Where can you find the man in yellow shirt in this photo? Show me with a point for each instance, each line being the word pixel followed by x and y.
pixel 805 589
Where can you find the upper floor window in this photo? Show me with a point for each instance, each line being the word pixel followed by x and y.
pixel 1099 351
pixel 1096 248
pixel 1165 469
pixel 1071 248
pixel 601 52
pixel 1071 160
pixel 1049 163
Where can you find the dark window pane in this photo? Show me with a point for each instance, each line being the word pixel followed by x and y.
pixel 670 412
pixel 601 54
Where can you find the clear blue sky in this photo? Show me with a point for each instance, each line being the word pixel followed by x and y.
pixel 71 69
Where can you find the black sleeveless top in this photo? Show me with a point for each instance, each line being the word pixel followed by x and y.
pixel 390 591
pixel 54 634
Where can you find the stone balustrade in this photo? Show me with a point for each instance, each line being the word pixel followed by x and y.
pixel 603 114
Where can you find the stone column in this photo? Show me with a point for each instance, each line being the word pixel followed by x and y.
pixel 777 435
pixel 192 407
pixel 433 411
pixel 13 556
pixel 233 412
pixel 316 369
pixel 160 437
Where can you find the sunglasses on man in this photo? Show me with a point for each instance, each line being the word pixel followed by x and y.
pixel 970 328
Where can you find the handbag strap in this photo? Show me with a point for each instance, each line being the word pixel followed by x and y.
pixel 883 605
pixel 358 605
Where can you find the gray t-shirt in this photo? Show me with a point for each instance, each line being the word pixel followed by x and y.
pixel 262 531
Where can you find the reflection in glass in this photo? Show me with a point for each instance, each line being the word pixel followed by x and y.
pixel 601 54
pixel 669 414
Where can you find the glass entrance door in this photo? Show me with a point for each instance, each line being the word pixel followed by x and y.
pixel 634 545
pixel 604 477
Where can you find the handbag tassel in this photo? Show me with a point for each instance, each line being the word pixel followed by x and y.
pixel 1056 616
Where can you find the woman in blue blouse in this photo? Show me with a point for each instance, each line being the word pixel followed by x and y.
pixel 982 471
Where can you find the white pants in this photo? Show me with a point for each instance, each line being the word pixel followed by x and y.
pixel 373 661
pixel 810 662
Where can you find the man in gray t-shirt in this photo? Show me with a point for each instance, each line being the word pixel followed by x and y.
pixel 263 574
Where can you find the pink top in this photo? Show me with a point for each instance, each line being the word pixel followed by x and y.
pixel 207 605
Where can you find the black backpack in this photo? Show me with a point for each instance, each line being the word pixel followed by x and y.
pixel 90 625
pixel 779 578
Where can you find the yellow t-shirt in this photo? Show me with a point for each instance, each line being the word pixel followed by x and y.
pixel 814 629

++++++++++

> WRITTEN PROBLEM
Reproduce the material from its beginning through the line containing "pixel 805 589", both ends included and requests kept, offsetting each coordinate in the answers by adding 16 to it.

> ANSWER BELOW
Where can you find the man in yellow shirt in this photo? Show me with a point for each instance, each line being the word pixel followed by x and y.
pixel 821 605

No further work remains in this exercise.